Tarefas:
[a] Reproduza literalmente o trecho do texto sobre o luto que começa em "Em nossa sociedade, no" e segue até "que estamos vivendo.".
[b] Segundo o texto sobre o luto, até que momento as famílias enlutadas são acompanhadas hoje pelas pessoas de seu convívio social?

Em nossa sociedade, no processo civilizador em que vivemos o que impera é a economia de gestos e emoções, onde a discrição é um elemento comportamental preponderante.
Abraços podem envergonhar ou, assediar, o que é bem pior, choro com uma certa frequência pode ser analisado como sinal de desequilibrio, dizer que ama pode ser recebido como carência, sorrir um pouco mais, inadequação... e assim vamos vivendo, ou achamos que estamos vivendo.
Esta economia na manifestação de sentimentos retira a possibilidade de educação para a vida, privando de viver melhor, com mais qualidade. Diante das infinitas possibilidades do viver, encontramos dificuldades para a formação e manutenção de nossos vinculos de afeto, de amizade, penso que diante da morte, momento para o qual não é oferecido nenhum espaço de educação, a dificuldade se torna ainda maior, mais do que isso é algo que não conhecemos, pois de forma equivocada costumamos acreditar que se não falamos na morte ela não nos alcança. Na verdade, temos medo deste diálogo pois ao falarmos sobe a nossa finitude somos questionados a respeito de nossas escolhas diante da vida.
Há bem pouco tempo átras, há menos de uma década as famílias enlutadas tinham a companhia dos amigos e até mesmo dos familiares mais distante nos primeiros trinta dias de falecimento. Havia manifestação de cuidado por parte das pessoas em estar com a família enlutada neste período. Hoje, o que se vive é assustador, as famílias são acompanhadas, em sua dor, pelas pessoas que fazem parte de seu convívio social, até a Missa ou o Culto por ocasião do sétimo dia de falecimento. Após este rito, o telefone dificilmente vai tocar, as visitas desaparecem e a sociedade encerra o processo de dor, colocando um ponto final no luto alheio. Ou seja, as famílias enlutadas estão, através do olhar alheio, "liberadas" do sofrimento.
No entanto, a realidade de quem sofre é bem diferente. A dor continua gritando, mas grita para dentro de cada um deles. Há uma rejeição seguida de negação pela dor do outro, como se a dor da perda fosse contagiosa. Há, cada vez menos tempo para ouvir, para ser solidário com aqueles que sofrem. Por outro lado, as pessoas enlutadas percebem o constrangimento daquele que ainda se dispões a ouvi-las. Este constrangimento é acompanhado de receios diversos: não saber o que fazer com o choro do outro, como se comportar e, o mais frequente não saber o quê dizer. Em nossa cultura há muita ansiedade pela palavra. Esta ansiedade produz confusão tão grande que a maioria das pessoas tem aversão ao silêncio não o considerando como uma possibilidade terapêutica. Estar com o outro, em silêncio pode ajudá-lo muito mais do que atordoá-lo com frases feitas. Você não precisa saber quais caminhos indicar, faça o caminho com quem está sofrendo. Mas, caminhar com aquele que sofre a dor da perda exige comprometimento e os enlutados sabem que as pessoas não desejam se comprometer com algo tão difícil, o que causa naqueles que estão em luto, inibição e isolamento. As lágrimas são constantes, abundantes mas quem sofre aprende logo que é preciso chorar sozinho.

Trechos das entradas:

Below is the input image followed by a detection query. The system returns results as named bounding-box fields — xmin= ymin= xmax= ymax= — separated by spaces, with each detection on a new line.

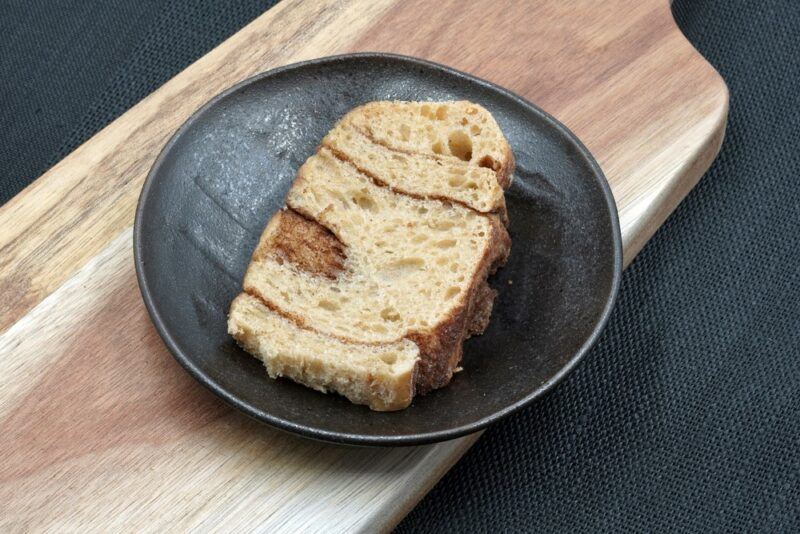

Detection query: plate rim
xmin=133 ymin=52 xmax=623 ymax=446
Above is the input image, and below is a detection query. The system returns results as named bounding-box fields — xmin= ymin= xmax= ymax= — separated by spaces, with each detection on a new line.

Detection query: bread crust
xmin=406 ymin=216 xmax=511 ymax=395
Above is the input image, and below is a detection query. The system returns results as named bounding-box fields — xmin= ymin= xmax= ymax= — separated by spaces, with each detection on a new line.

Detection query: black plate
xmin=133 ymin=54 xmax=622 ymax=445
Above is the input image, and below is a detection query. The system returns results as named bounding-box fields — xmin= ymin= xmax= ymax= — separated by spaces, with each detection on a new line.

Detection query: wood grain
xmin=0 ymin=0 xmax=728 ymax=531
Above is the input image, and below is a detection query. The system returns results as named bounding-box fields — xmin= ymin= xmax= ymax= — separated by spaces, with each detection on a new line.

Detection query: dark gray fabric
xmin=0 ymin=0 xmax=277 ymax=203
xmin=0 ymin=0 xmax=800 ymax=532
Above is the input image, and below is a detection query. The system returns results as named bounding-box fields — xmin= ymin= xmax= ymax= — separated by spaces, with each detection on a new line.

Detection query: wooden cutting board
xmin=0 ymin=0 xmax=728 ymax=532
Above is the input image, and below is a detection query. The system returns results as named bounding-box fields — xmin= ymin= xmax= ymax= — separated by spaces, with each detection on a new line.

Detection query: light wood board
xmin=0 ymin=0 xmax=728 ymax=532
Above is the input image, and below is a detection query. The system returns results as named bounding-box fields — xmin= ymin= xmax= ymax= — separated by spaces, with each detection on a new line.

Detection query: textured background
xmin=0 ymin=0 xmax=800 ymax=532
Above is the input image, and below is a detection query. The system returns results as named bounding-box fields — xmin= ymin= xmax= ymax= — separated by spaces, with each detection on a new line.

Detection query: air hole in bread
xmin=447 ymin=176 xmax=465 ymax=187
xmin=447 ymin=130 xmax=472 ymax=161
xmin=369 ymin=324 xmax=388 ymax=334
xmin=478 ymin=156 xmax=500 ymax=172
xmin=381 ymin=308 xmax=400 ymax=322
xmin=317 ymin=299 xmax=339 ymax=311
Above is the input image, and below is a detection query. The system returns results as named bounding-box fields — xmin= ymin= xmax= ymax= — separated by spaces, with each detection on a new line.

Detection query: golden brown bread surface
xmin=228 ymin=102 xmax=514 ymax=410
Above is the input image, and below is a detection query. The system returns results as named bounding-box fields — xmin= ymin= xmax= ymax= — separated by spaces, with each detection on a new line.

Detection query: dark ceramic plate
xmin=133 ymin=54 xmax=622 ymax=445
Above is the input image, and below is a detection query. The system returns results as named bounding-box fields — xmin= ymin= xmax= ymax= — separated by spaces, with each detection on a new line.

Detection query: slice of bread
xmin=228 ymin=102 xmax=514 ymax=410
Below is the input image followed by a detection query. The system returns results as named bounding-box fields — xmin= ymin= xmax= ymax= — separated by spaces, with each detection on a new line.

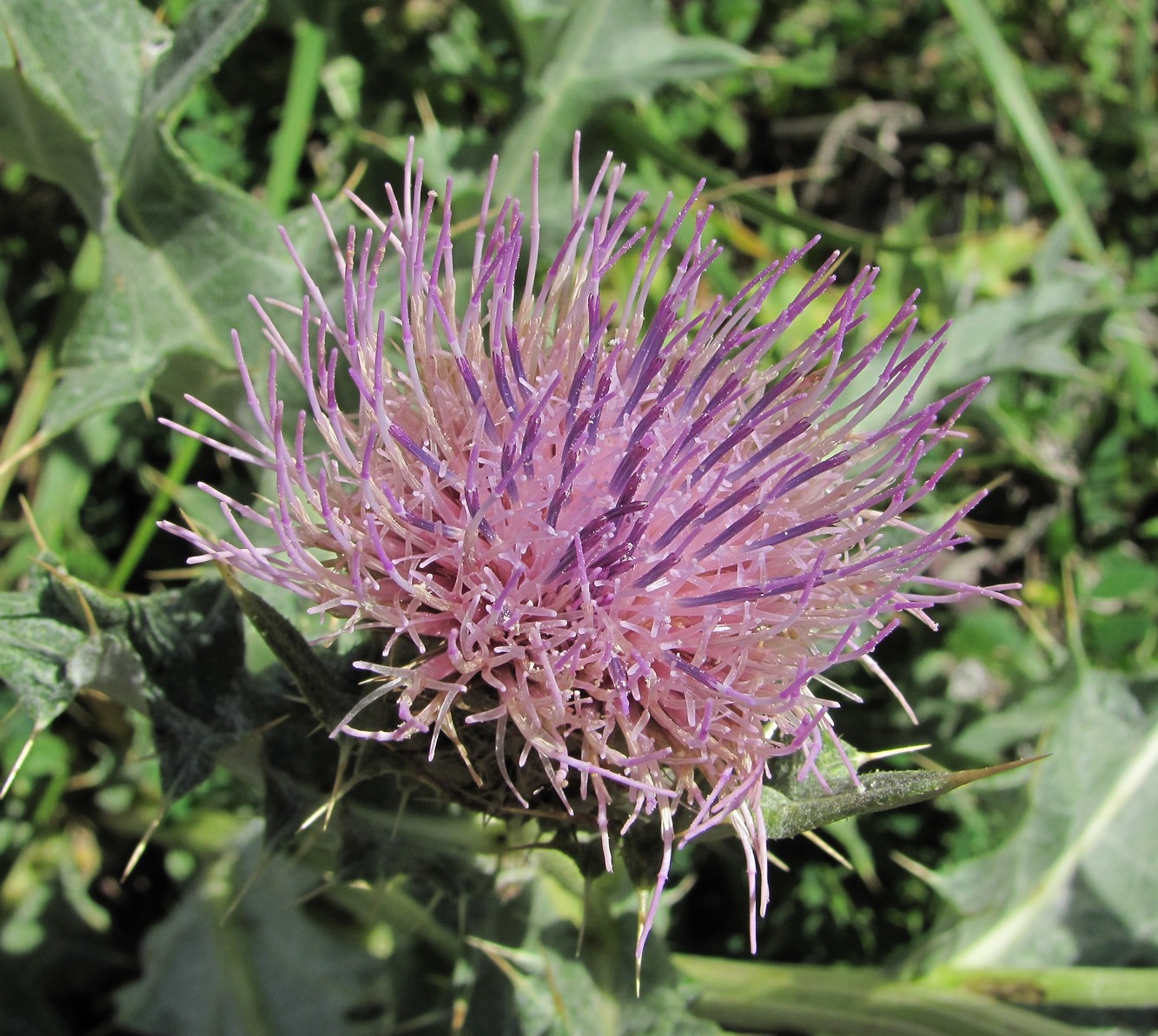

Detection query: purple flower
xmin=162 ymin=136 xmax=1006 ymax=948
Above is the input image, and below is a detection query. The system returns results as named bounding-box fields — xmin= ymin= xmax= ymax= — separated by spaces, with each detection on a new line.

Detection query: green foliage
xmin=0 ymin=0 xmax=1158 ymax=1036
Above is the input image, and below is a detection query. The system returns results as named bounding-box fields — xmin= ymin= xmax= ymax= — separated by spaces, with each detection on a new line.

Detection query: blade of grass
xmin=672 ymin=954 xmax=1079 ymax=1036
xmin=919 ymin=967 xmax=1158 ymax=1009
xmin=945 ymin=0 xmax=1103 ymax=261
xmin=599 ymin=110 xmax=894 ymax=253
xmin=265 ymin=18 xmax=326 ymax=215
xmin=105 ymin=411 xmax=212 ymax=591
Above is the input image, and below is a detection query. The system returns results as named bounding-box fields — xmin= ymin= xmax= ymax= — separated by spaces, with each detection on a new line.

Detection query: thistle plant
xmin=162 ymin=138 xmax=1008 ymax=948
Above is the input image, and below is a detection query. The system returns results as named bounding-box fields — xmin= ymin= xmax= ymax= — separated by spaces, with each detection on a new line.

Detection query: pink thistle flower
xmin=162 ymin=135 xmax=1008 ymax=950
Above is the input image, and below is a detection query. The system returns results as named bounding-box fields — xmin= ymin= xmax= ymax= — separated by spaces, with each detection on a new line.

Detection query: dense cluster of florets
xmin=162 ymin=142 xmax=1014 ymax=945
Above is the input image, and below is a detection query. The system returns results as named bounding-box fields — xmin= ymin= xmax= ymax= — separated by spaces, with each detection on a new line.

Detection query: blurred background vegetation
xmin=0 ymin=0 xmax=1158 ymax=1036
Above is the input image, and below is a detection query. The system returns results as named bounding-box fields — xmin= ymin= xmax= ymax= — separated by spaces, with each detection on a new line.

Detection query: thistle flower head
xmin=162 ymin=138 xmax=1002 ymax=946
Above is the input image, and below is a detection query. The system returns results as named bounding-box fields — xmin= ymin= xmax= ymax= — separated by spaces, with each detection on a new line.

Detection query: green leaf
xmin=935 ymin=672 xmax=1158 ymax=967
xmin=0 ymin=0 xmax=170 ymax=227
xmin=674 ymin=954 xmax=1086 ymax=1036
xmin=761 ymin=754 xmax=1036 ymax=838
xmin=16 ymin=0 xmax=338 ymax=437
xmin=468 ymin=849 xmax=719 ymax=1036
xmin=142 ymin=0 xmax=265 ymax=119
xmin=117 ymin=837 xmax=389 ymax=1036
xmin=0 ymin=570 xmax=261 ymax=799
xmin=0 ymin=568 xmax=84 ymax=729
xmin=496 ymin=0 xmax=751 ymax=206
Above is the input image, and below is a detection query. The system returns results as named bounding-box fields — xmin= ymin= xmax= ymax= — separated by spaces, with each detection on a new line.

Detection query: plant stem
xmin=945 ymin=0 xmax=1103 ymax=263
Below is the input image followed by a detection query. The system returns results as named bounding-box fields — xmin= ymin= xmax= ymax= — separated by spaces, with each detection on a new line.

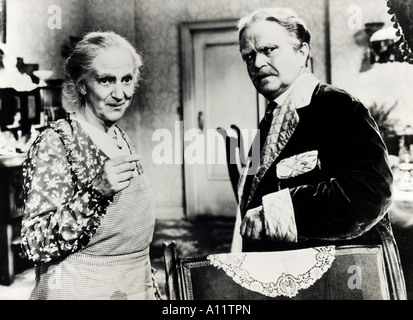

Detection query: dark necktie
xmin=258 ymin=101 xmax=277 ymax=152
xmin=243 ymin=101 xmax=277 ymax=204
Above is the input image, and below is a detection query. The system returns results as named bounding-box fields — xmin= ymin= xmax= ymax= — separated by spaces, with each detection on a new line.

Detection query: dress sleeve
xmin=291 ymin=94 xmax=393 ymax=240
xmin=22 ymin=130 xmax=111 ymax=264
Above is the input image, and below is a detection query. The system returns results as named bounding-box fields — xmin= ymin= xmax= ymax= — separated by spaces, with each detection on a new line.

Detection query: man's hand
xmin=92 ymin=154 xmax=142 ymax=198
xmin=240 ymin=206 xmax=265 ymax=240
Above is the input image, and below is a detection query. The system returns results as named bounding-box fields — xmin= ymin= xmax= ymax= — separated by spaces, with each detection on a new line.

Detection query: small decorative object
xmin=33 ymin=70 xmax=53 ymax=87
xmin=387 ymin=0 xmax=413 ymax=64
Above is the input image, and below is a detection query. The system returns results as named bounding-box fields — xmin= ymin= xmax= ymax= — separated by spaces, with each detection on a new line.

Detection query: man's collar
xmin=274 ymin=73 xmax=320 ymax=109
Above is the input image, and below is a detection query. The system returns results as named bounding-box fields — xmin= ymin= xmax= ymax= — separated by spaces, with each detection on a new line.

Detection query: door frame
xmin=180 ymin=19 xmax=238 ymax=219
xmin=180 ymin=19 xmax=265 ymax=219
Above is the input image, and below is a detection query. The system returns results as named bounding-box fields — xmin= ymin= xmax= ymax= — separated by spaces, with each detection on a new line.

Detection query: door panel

Exercício resolvido:
[a]
Em nossa sociedade, no processo civilizador em que vivemos o que impera é a economia de gestos e emoções, onde a discrição é um elemento comportamental preponderante.
Abraços podem envergonhar ou, assediar, o que é bem pior, choro com uma certa frequência pode ser analisado como sinal de desequilibrio, dizer que ama pode ser recebido como carência, sorrir um pouco mais, inadequação... e assim vamos vivendo, ou achamos que estamos vivendo.

[b] Até a Missa ou o Culto por ocasião do sétimo dia de falecimento.